LibreRFDETRn-sem

RF-DETR-Nano semantic segmentation model, trained by LibreYOLO on COCO-Stuff (182-class, stuff + things).

Model Details

Property	Value
Architecture	RF-DETR (DINOv2-small backbone + multi-scale projector + dense decode head)
Task	Semantic segmentation
Backbone	DINOv2-small (`facebook/dinov2-small`)
Input size	518×518
Classes	182 (COCO-Stuff)
mIoU (COCO-Stuff val2017)	40.7%
Pixel accuracy (val2017)	67.6%
Parameters	~24M
License	Apache-2.0

Source

The architecture derives from roboflow/rf-detr (Apache-2.0) and uses a DINOv2 backbone from facebookresearch/dinov2 (Apache-2.0).

Unlike the RF-DETR detection and instance-segmentation weights, these are not a repackaged upstream checkpoint — they were trained by LibreYOLO: a pretrained DINOv2-small backbone fine-tuned together with a clean-room dense semantic head.

What you are asked to do: Continue the RF-DETR-Nano model card from its last sentence. The lines that come after the text are not needed.

Data lines:
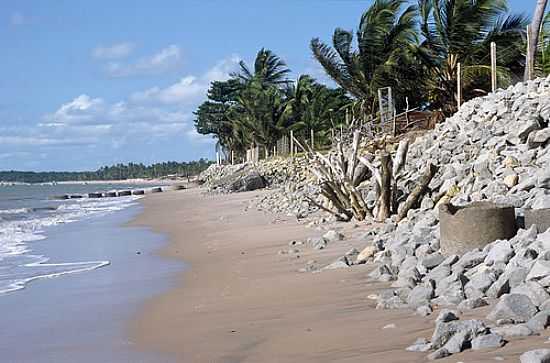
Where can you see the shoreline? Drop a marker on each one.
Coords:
(239, 300)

Answer to the task:
Training

Dataset: COCO-Stuff-164k — train2017 (118,287 images), 182 classes.
Evaluation: COCO-Stuff val2017 (5,000 images), single-scale.
Backbone: pretrained DINOv2-small, fine-tuned.
Recipe: AdamW, discriminative LR (head 1e-3, backbone 1e-4), cosine schedule with warmup, input 518×518, AMP, EMA.
Result: mIoU 0.407, pixel accuracy 0.676 on val2017 (best epoch).

Usage

from libreyolo import LibreRFDETR

model = LibreRFDETR("LibreRFDETRn-sem.pt", task="semantic")
result = model.predict("image.jpg")  # per-pixel COCO-Stuff class map

Limitations

This is a compact (~24M) model with a lightweight decode head; it captures the dominant scene regions well but boundaries are coarser and rare classes are harder than for larger seg-specialised decoders. For best quality, fine-tune on your own data.

License

Apache License 2.0. See the LICENSE and NOTICE files. Training annotations are from COCO-Stuff (CC BY 4.0); the underlying images are from the COCO dataset.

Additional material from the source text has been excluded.